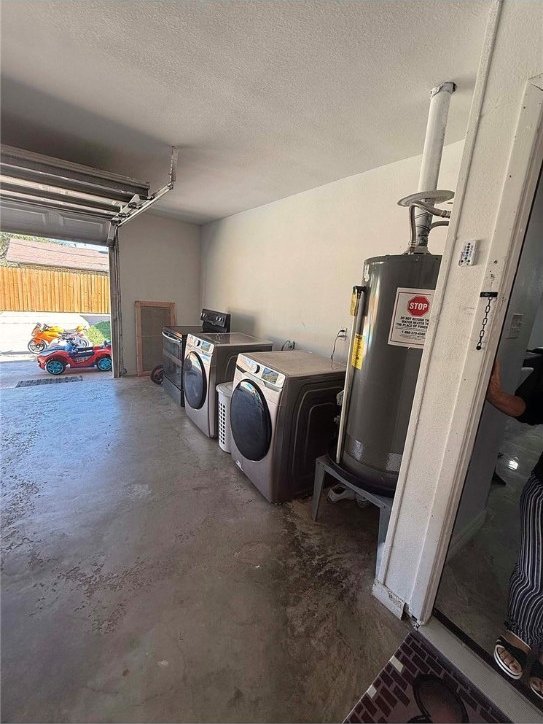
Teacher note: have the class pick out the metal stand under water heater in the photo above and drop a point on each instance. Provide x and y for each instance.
(391, 312)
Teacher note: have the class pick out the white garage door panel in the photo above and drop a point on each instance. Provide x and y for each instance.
(40, 221)
(47, 196)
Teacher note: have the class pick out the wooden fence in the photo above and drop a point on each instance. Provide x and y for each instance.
(40, 290)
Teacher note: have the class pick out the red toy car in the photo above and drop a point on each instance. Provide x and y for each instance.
(56, 359)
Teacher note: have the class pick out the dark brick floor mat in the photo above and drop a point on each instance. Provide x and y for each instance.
(48, 381)
(420, 685)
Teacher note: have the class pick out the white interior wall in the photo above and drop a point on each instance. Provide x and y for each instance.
(159, 260)
(285, 270)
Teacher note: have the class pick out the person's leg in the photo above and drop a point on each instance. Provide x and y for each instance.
(524, 621)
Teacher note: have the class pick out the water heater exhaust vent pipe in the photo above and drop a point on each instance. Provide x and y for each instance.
(422, 204)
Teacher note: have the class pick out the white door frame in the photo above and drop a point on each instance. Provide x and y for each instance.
(413, 560)
(115, 306)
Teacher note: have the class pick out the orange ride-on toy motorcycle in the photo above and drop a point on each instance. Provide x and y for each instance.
(44, 334)
(56, 358)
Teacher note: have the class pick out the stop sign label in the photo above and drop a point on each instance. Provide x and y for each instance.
(418, 306)
(410, 317)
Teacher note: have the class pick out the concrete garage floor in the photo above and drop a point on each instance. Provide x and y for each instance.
(145, 579)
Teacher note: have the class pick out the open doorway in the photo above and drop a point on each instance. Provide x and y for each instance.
(55, 316)
(475, 586)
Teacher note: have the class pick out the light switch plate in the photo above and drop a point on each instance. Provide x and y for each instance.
(468, 255)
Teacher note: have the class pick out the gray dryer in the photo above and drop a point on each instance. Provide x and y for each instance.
(282, 416)
(210, 358)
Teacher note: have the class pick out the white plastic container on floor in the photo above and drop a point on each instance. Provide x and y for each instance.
(225, 431)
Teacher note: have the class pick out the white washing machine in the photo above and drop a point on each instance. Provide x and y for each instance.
(282, 415)
(210, 358)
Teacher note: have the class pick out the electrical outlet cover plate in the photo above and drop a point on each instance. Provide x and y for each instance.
(468, 255)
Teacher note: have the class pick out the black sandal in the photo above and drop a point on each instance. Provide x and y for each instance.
(537, 673)
(513, 651)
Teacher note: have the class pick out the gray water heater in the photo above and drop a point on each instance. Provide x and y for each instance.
(386, 350)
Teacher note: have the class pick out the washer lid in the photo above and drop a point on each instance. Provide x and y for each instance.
(250, 421)
(194, 381)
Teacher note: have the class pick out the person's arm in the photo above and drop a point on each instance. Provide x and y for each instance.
(511, 405)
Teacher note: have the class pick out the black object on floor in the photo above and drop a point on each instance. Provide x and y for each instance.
(419, 684)
(49, 381)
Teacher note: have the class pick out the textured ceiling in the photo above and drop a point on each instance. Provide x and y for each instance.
(264, 98)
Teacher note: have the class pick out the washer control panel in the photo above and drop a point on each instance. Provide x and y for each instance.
(201, 344)
(270, 377)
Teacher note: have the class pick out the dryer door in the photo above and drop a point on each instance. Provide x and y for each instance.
(250, 421)
(194, 381)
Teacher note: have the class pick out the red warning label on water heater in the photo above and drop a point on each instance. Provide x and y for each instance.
(418, 306)
(410, 317)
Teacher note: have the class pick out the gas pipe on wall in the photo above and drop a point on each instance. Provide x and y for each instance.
(391, 310)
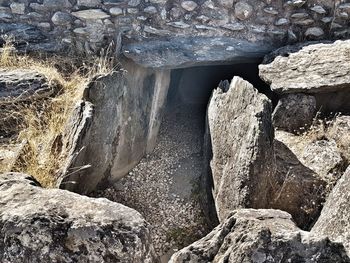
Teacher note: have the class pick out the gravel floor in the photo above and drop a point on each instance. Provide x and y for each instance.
(163, 186)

REQUIRED WORK:
Omit the pictures. Transcribe every record exactly.

RESULT OF THIS TASK:
Teacher note: have the class pick out the metal stand under water heater in the photo above and drop a point on each instance. Provide x and y for each instance.
(391, 312)
Teacher note: have the class pick out the white garage door panel in the photo above and drop a point on each instance. Provide x and y for each instance.
(40, 221)
(47, 196)
Teacher note: have the class pick out the wooden fence in the photo above and drop a point on each instance. Provide x and y for each instance.
(40, 290)
Teacher note: have the class pick out the red toy car in the photo above and drop a point on each instance. Provide x and y for each instance.
(56, 359)
Teacher note: have the class pick out the dark brick floor mat in the photo above and drop a point on each instance. Provide x and y for each instance.
(48, 381)
(420, 685)
Teacher note: have the class pick out the white interior wall in the photo above and drop a point on each instance. Provide x and y for each instance.
(159, 260)
(285, 270)
Teacher note: have the class pick out the person's leg in the photo above and drop a point on each instance. Provide x and y for each instance.
(524, 621)
Teacher note: have the class pick out the water heater exhaust vent pipe in the photo above and drop a point on each instance. Provide x and y for each instance.
(422, 204)
Teacher note: have the class pick out the white door frame in the photo above and drop a point on each instance. Provide x and y for each instance.
(413, 560)
(115, 306)
Teacher note: have the class pick out the orange ride-on toy motorcycle in the photo above and drop a point on each instance. Provide x and y for each instance.
(44, 334)
(56, 358)
Teacher note: have the class pick out the stop sign label in the photo above and drop a point on each instance. Provide x and y for each instance.
(418, 306)
(410, 317)
Teacher note: have the class pick out the concrete garage floor in the photo above and drop a point on each instance. Provide x and y for each instance.
(145, 579)
Teacher note: have the class pick out the open doorway in the photo above and drop a point on each instance. Provide x and y for each instance.
(55, 316)
(475, 586)
Teacher note: have the class pick out the light switch plate in the photo above and drop a point on each instance. Provide x and y for each instance.
(468, 255)
Teacher note: have the class pick out the gray dryer in the photo above and drop a point on each instance. Provide x and y for each instance.
(282, 416)
(210, 358)
Teacher note: have the class pick out the white plastic container on floor in the photo above and drop a point on each instance. Provide x and y for each instance.
(225, 431)
Teacher note: have the class pick out the white washing machine in the photo above and drop a point on each instance. Provide x and y for each instance.
(282, 415)
(210, 358)
Teacher note: have the class pick out the electrical outlet cover plate in the photo above and drop a point on each instance. Provide x and y for each instance.
(468, 255)
Teacher note: have the class pick out the black sandal in the photo above and drop a point on each instance. Provide x and y for each instance.
(537, 673)
(513, 651)
Teacher note: have the class pick out the gray water heater in the photo above and drop a point on each instance. Provide x and y for each instance.
(386, 350)
Teacher note: have the class pick out the washer lid in the photo above and drop a point on each instance. Provide x and y for each instance.
(250, 421)
(194, 381)
Teacher note: have the class pick out the person's arm in the photo above and drop a point on each instance. Provide x and y for each instance.
(511, 405)
Teacher note: have the class pick out the black object on floor in the photo above and drop a point on each instance. Provide x and y for each instance.
(419, 684)
(49, 381)
Teacher note: have the class pick out the textured ceiling in the photo above and drop a point on each instance. Provide x and y for each instance.
(264, 98)
Teacher note: have the class pick out the washer control panel in the photo above and drop a point on each instance. Provide x and y for each instance.
(201, 344)
(270, 377)
Teacher note: have the class pick out the dryer door in the photo above and drop a point on each instance. Provide x and y for each instance.
(250, 421)
(194, 381)
Teacher note: have the class pick out the red warning label on water heater in the photo above and drop a point on each instance. Provide x and y for each instance.
(418, 306)
(410, 317)
Teacher note: have the class pick out the gas pipe on wall in the photo above and drop a point on each instance. Provide x and y for each instance.
(391, 310)
Teacher note: have the class pick out the gravel floor in the photo above and drop a point on each instance. Provide x and y for each instance.
(163, 186)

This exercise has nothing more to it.